» **Text**
--- --- ---
Posted on 03/19/2006 10:41:42 PM PST by Giant Conservative
Jeremiah Clayton Jones discovered that his former fiancée was pregnant just three weeks before the baby was due, when an adoption-agency lawyer called and asked if he would consent to have his baby adopted.
"I said absolutely not," said Mr. Jones, a 23-year-old Arizona man who met his ex-fiancée at Pensacola Christian College in Florida. "It was an awkward moment, hearing for the first time that I would be a father, and then right away being told, 'We want to take your kid away.' But I knew that if I was having a baby, I wanted that baby."
Mr. Jones has never seen his son, now 18 months old. Instead, he lost his parental rights because of his failure to file with a state registry for unwed fathers something he learned of only after it was too late.
Under Florida law, and that of other states, an unmarried father has no right to withhold consent for adoption unless he has registered with the state putative father registry before an adoption petition is filed. Mr. Jones missed the deadline.
Although one in every three American babies has unwed parents, birth fathers' rights remain an unsettled area, a delicate balancing act between the importance of biological ties and the undisrupted placement of babies whose mothers relinquish them for adoption.
(Excerpt) Read more at nytimes.com ...
An adopted child is not a bastard, he is the real child of real parents. That's why adoption is the loving choice for out of wedlock births. And as for stigmatizing a bastard, I'm not the one who produced it. The responsible parties are the ones who are...responsible.
Well stated.
How many biological children with how many women does he have the right to lay claim to?
No, DNA is a small part of the picture, and the odds are small that some guy whose sperm did the job will be a better parent than the adoptive husband and wife.
Totally different circumstance. So much so it sounds silly to read.
--- --- ---
» **What this exercise asks**
1. In the post, how old is Mr. Jones's son?
2. Please repeat the part of the post that begins at the words "How many biological" and stops after "husband and wife.".
--- --- ---
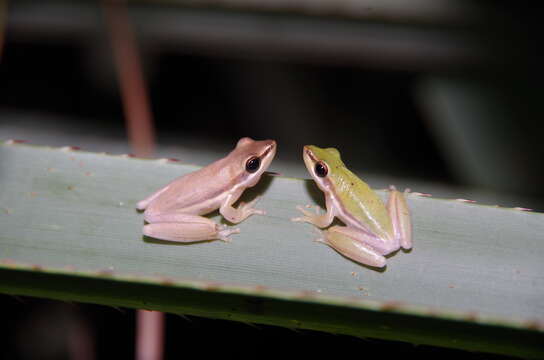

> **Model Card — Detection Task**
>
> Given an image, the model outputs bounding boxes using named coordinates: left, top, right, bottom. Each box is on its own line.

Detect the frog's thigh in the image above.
left=387, top=186, right=412, bottom=250
left=143, top=214, right=239, bottom=242
left=323, top=226, right=386, bottom=267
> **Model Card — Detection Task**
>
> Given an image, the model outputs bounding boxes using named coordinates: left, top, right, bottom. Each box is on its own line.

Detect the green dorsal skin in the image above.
left=311, top=146, right=393, bottom=237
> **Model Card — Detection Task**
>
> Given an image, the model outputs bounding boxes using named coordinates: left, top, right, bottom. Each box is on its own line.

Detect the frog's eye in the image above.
left=315, top=161, right=329, bottom=177
left=246, top=156, right=261, bottom=173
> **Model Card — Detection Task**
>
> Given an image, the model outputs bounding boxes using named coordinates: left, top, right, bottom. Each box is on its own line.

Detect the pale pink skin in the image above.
left=137, top=137, right=276, bottom=242
left=292, top=147, right=412, bottom=268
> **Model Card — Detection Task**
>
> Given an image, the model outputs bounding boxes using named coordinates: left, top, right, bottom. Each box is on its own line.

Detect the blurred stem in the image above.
left=102, top=0, right=164, bottom=360
left=102, top=0, right=155, bottom=157
left=0, top=0, right=8, bottom=63
left=136, top=310, right=164, bottom=360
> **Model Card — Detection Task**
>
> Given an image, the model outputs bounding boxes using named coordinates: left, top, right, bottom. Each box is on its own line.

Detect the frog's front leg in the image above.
left=386, top=185, right=412, bottom=250
left=219, top=189, right=266, bottom=224
left=143, top=213, right=240, bottom=242
left=291, top=196, right=335, bottom=228
left=318, top=225, right=386, bottom=268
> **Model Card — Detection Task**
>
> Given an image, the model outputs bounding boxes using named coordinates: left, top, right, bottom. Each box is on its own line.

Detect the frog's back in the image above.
left=149, top=159, right=235, bottom=214
left=330, top=165, right=393, bottom=236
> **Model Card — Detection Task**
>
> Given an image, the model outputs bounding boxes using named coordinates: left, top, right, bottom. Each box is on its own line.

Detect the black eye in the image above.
left=315, top=161, right=329, bottom=177
left=246, top=156, right=261, bottom=173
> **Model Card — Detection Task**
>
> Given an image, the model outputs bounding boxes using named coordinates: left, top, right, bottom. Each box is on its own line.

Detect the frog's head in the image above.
left=302, top=145, right=345, bottom=191
left=229, top=137, right=276, bottom=187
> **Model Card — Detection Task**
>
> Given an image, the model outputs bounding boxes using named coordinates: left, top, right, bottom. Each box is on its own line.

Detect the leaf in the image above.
left=0, top=142, right=544, bottom=357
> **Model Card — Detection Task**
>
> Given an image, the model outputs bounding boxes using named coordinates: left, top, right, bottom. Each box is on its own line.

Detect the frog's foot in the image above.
left=291, top=205, right=334, bottom=228
left=322, top=225, right=386, bottom=268
left=238, top=197, right=266, bottom=219
left=143, top=213, right=240, bottom=242
left=386, top=185, right=412, bottom=250
left=217, top=225, right=240, bottom=242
--- --- ---
» **Task-by-task outputs**
1. 18 months old

2.
How many biological children with how many women does he have the right to lay claim to?
No, DNA is a small part of the picture, and the odds are small that some guy whose sperm did the job will be a better parent than the adoptive husband and wife.